*What the task requires*: Copy every line of the records below word for word, but leave out the pictures.

*The data*:
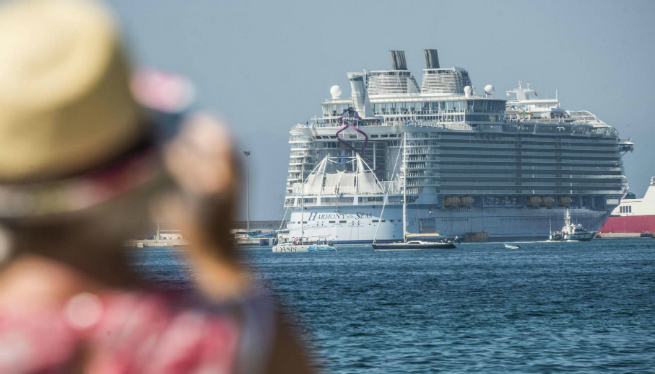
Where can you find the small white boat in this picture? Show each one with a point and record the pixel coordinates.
(413, 245)
(572, 232)
(290, 247)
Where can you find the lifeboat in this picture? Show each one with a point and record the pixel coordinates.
(547, 201)
(534, 201)
(452, 201)
(466, 201)
(564, 201)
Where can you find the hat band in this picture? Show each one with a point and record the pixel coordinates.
(81, 192)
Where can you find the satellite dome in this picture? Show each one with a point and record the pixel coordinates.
(335, 91)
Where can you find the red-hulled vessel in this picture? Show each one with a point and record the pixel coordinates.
(633, 216)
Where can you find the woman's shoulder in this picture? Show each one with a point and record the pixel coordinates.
(134, 332)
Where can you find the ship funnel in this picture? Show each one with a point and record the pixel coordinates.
(360, 97)
(431, 59)
(398, 61)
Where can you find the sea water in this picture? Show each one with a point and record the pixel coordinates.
(546, 307)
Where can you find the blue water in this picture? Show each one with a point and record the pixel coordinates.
(547, 307)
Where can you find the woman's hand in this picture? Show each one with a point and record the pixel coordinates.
(202, 163)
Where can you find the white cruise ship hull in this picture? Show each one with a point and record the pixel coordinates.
(358, 225)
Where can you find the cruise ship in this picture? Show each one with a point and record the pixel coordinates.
(462, 164)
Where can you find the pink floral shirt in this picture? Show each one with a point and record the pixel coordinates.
(120, 334)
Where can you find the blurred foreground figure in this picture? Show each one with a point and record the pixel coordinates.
(79, 169)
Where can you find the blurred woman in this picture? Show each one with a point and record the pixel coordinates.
(79, 172)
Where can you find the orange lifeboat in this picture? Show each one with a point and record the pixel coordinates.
(564, 201)
(466, 201)
(547, 201)
(534, 201)
(452, 201)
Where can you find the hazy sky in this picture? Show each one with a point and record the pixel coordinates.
(266, 65)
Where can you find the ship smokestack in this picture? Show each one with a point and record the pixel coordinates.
(431, 59)
(398, 60)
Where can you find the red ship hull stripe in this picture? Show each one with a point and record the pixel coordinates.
(629, 224)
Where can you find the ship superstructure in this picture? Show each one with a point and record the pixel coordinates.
(472, 164)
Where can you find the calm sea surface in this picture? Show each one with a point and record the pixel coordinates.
(547, 307)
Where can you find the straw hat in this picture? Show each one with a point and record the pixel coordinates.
(66, 111)
(65, 104)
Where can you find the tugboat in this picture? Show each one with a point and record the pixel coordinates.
(572, 232)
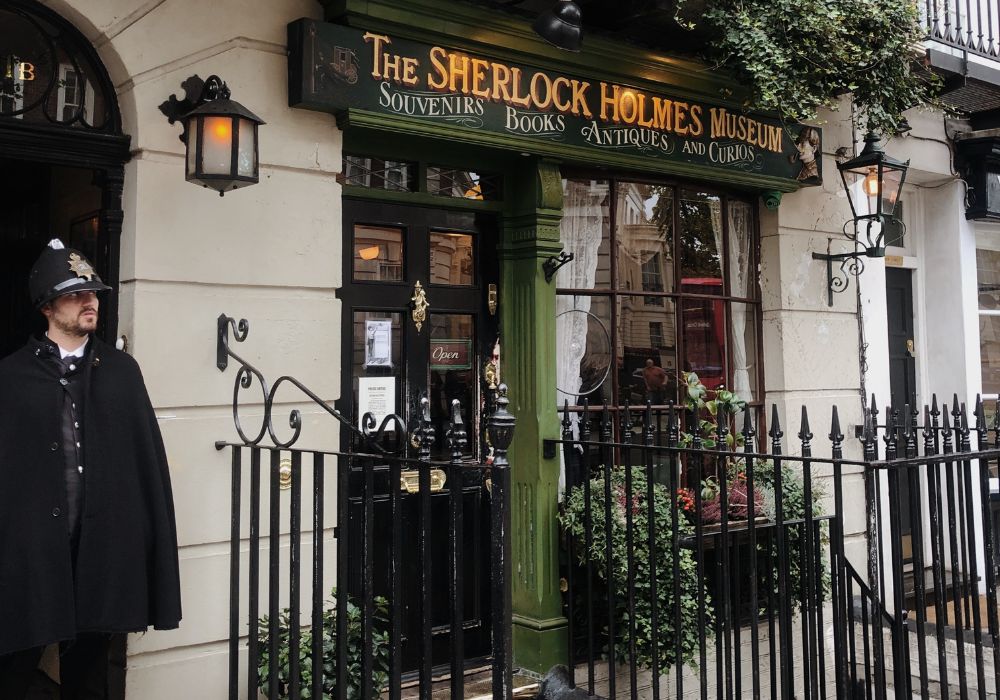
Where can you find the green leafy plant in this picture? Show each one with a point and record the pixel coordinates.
(380, 651)
(611, 567)
(800, 55)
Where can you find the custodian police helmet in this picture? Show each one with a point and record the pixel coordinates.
(60, 270)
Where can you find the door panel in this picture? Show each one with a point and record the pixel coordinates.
(388, 249)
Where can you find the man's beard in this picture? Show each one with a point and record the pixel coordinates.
(75, 327)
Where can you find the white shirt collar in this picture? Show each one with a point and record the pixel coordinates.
(63, 353)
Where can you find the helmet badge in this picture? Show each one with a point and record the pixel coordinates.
(81, 267)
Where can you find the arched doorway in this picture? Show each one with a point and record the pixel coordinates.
(62, 155)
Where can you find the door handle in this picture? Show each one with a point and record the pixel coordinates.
(419, 304)
(409, 480)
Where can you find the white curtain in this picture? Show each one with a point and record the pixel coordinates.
(739, 283)
(580, 232)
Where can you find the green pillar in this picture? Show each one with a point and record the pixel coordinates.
(527, 313)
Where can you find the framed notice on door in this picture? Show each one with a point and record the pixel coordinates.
(378, 343)
(376, 395)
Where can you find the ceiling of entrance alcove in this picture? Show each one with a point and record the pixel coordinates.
(648, 23)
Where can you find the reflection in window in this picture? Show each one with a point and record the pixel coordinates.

*Exercise result*:
Where can you find the small white boat in this picture? Show each one with a point and record the pixel coordinates.
(413, 245)
(572, 232)
(290, 247)
Where can you find the lifeboat in this picture? Show each one with a point and record the pixel coordinates.
(547, 201)
(534, 201)
(452, 201)
(466, 201)
(564, 201)
Where can you find the hat band in this picture? Show each one with a point and record the pixel coordinates.
(81, 192)
Where can you find the satellite dome in this picture? Show each one with a point and record the pixel coordinates.
(335, 91)
Where can you find the red-hulled vessel in this picture? Show each one with a point and record the pixel coordinates.
(633, 216)
Where can you find the woman's shoulder in this picture? Show each one with a point and record the pixel coordinates.
(134, 332)
Where can you find the ship funnel in this picture? Show each one with a point and record the pixel coordinates.
(360, 97)
(431, 59)
(398, 61)
Where can you find the sea water in this picture? Show each one with a point and record the pixel coordinates.
(546, 307)
Where can you find the blue water in this picture? Show each one with a point and record the pixel coordinates.
(547, 307)
Where can you find the woman's hand in this picture? Show each one with a point and record the pixel coordinates.
(202, 163)
Where can you find the white cruise ship hull in this picture? Show each one with a point and record the pixel coordinates.
(358, 225)
Where can you find the cruise ship in this picture? Show each one with a point and record the pixel coordinates.
(462, 164)
Where can you find the pink floral shirt in this picture? Show each one with a point and record the pixel coordinates.
(120, 334)
Where can you find the blurred foreground figure in this picture? Show each one with a point and record the pixel coordinates.
(79, 169)
Where can you find the blurred woman in this picture? Show each one with a point and record the pixel coordinates.
(79, 172)
Where can you find the orange lifeboat in this picture? Show each one with a point and record the pixel coordinates.
(564, 201)
(466, 201)
(547, 201)
(534, 201)
(452, 201)
Where can you find the hazy sky in this picture? Show each one with a point and record the pixel coordinates.
(266, 65)
Where can you find the ship smokestack in this picture? Show each one with a point and record the pixel coordinates.
(431, 59)
(398, 60)
Where can you find the red ship hull stripe in this picture? Show each one with a point and record the pixel coordinates.
(629, 224)
Where can you find the ship superstructure in this picture? Show each one with a point and record the pixel coordinates.
(472, 164)
Where can you find the calm sea surface in this picture? Show each one with a point and record the pixel coordinates.
(547, 307)
Where can you find the straw hat in this picture? Show each one with a point and record the pixel coordinates.
(66, 111)
(65, 104)
Where can you find the tugboat in this picture? Show each one with a point and record the pixel coordinates.
(572, 232)
Where can you find the green leafy plant in this picture? Show each one with a point and record the pixel coordinates.
(380, 651)
(611, 567)
(800, 55)
Where can you find the custodian police helmet in this picture? Show each one with a point and record the pixel coordinates.
(60, 270)
Where can you find the door panel in this picture? Show each one with a point and record the pixel coordinates.
(388, 249)
Where can you find the man's beard in this picture? Show each one with a point and record the pixel coordinates.
(75, 327)
Where can you find the white shirt collar in this picture? Show each one with a point and record the pixel coordinates.
(63, 353)
Where can you find the helmet badge in this picture? Show each one with a point and record the pixel coordinates.
(81, 267)
Where can you find the arched doorway in this picture? Show each one with a point and record the pixel coordinates.
(62, 155)
Where can you find the door handle in this picture? Show each one with a point and record the pixel coordinates.
(419, 304)
(409, 480)
Where can you find the white curtain in this picture? Show each one with a point and record the pixel coordinates.
(739, 283)
(580, 232)
Where can you find the green pillar in this picture? Show each one with a point and record the pixel coordinates.
(527, 313)
Where can you find the framed notice on door in this picture? Show each one with a point and record the pixel coordinates.
(378, 343)
(376, 395)
Where can you find the ceiling of entrance alcove in this picture? Show each one with a point and record the pixel coordinates.
(648, 23)
Where can you find the reflection in window in this picture? Show each one with a point and record the pixel coordinates.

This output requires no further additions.